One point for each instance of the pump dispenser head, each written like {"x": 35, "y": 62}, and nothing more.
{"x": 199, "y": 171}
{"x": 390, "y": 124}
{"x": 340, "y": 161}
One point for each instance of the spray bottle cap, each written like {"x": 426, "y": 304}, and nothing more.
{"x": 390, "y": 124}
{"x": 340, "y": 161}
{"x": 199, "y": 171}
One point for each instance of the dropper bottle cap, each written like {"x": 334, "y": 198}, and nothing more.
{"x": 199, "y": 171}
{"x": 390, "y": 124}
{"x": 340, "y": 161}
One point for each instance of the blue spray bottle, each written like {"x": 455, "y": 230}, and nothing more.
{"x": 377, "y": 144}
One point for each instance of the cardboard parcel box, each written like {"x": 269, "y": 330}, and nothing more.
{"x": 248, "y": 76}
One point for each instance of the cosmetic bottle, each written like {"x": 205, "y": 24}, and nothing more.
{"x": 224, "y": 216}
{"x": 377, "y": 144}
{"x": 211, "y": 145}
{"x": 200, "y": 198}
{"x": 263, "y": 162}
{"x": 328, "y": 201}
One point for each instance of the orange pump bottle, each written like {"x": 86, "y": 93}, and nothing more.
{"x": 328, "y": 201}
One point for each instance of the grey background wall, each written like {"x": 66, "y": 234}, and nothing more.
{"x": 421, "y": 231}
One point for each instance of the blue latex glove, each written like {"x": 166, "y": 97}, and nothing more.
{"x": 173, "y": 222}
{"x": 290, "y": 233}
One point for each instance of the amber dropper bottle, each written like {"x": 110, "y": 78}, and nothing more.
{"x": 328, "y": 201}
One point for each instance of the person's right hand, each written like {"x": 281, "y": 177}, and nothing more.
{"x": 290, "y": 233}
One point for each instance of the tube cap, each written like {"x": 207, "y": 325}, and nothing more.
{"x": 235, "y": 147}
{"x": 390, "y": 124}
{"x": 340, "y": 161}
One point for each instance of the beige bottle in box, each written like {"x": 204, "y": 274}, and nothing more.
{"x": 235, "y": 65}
● ● ●
# EXERCISE GOAL:
The required output is the lines from the one holding "One point for each instance of the cosmetic" through the last line of the entries above, copied exactly.

# TASK ANSWER:
One point for each instance of the cosmetic bottle, each written like {"x": 205, "y": 24}, and nothing more.
{"x": 224, "y": 216}
{"x": 377, "y": 144}
{"x": 211, "y": 145}
{"x": 200, "y": 198}
{"x": 263, "y": 162}
{"x": 328, "y": 201}
One point for each instance of the orange pump bottle, each written like {"x": 86, "y": 93}, and nothing more.
{"x": 328, "y": 201}
One point for each instance of the grey background wall, each written like {"x": 66, "y": 234}, and nothing more.
{"x": 421, "y": 231}
One point for each instance of the blue latex glove, each written like {"x": 166, "y": 97}, and nothing more.
{"x": 173, "y": 222}
{"x": 290, "y": 233}
One point for each instance of the amber dropper bottle, each written like {"x": 110, "y": 78}, and nothing more.
{"x": 328, "y": 201}
One point for each instance of the person's right hand, each written like {"x": 281, "y": 177}, and nothing more.
{"x": 290, "y": 233}
One point for each instance of the tube cap, each written like {"x": 207, "y": 325}, and nothing more.
{"x": 235, "y": 147}
{"x": 390, "y": 124}
{"x": 340, "y": 161}
One point for each instance of the beige bottle in box, each written like {"x": 204, "y": 274}, and nothing more.
{"x": 235, "y": 65}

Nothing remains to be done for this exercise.